• What to produce: Please report every line of the records that contains the string "grass"; case counts.

• Dataset content:
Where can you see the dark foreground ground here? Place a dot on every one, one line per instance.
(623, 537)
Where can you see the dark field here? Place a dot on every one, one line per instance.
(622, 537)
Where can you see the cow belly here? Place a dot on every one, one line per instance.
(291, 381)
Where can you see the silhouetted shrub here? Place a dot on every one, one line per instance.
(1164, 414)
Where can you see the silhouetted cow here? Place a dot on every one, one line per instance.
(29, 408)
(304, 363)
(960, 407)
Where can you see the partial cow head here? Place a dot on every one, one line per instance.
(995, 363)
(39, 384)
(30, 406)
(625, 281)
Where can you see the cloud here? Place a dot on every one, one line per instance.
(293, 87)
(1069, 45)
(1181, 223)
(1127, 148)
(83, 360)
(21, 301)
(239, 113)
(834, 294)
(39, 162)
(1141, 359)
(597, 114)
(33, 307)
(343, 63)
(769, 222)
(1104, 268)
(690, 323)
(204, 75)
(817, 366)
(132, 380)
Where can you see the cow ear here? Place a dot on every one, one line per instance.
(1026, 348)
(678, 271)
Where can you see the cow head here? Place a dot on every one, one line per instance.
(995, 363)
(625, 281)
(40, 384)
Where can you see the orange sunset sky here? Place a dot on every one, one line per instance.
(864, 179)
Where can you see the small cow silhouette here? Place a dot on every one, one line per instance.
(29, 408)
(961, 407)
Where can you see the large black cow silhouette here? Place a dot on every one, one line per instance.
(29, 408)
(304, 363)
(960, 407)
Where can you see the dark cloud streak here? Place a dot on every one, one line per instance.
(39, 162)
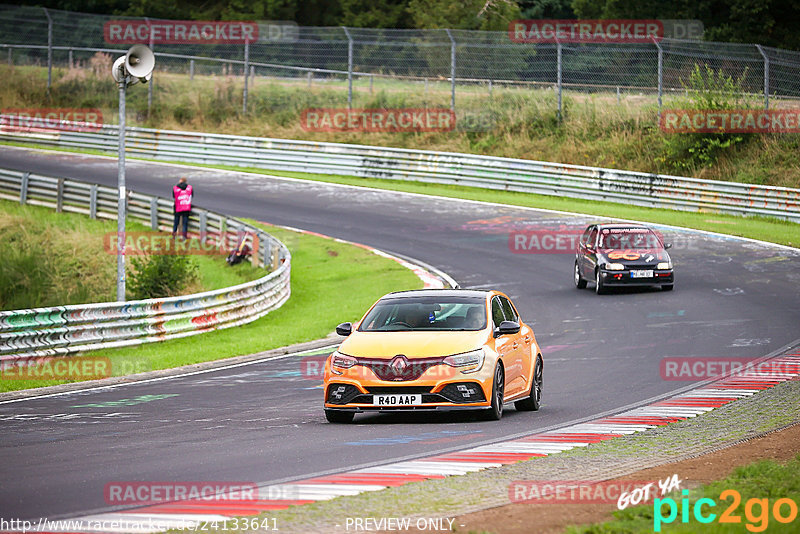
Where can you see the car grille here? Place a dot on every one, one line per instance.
(341, 393)
(391, 370)
(463, 392)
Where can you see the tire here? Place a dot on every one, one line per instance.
(337, 416)
(495, 412)
(534, 400)
(580, 283)
(599, 288)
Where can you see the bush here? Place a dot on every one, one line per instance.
(706, 89)
(160, 276)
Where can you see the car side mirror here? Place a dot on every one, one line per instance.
(507, 327)
(344, 329)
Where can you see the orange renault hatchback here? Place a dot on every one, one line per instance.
(436, 349)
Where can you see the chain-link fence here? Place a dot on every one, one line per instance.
(449, 68)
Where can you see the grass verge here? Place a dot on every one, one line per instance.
(331, 282)
(765, 482)
(761, 228)
(54, 259)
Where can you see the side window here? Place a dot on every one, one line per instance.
(592, 237)
(497, 312)
(585, 236)
(509, 311)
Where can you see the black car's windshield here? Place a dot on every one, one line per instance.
(628, 238)
(426, 313)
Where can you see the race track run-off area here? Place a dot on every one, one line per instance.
(263, 423)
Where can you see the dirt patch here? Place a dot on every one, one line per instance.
(527, 518)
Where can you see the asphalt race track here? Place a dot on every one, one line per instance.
(263, 422)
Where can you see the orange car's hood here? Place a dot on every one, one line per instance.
(412, 344)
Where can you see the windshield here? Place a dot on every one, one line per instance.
(426, 313)
(628, 238)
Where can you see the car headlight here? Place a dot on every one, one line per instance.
(342, 361)
(467, 362)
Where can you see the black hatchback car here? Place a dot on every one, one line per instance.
(622, 254)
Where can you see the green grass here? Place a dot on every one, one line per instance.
(53, 259)
(760, 480)
(520, 122)
(331, 282)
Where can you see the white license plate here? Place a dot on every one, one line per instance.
(396, 400)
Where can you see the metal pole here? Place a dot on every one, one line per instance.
(660, 75)
(766, 76)
(558, 76)
(122, 198)
(349, 67)
(452, 70)
(152, 80)
(49, 48)
(246, 75)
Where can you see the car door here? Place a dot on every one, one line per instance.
(589, 253)
(504, 345)
(517, 372)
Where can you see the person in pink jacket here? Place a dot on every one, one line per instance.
(182, 193)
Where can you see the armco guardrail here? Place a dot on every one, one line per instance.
(574, 181)
(63, 330)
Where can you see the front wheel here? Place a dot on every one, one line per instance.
(534, 400)
(599, 288)
(338, 416)
(580, 283)
(495, 412)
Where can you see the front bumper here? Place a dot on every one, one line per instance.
(624, 278)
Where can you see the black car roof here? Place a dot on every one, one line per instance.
(439, 292)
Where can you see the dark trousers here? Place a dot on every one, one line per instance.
(181, 216)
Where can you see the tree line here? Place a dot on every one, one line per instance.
(767, 22)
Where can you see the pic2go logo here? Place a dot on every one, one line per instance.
(756, 511)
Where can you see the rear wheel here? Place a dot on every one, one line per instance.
(338, 416)
(495, 412)
(580, 283)
(599, 288)
(533, 401)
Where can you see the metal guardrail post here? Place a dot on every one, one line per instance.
(766, 76)
(349, 67)
(49, 48)
(660, 75)
(246, 74)
(452, 70)
(23, 191)
(93, 201)
(60, 196)
(559, 68)
(154, 214)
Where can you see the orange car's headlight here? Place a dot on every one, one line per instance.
(467, 362)
(341, 361)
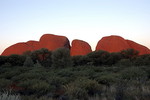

• Exercise result:
Where can you see the grass verge here? Place a dot on every one, one line per instance.
Where can you see the green grass here? Place a dot on every one, one line per instance.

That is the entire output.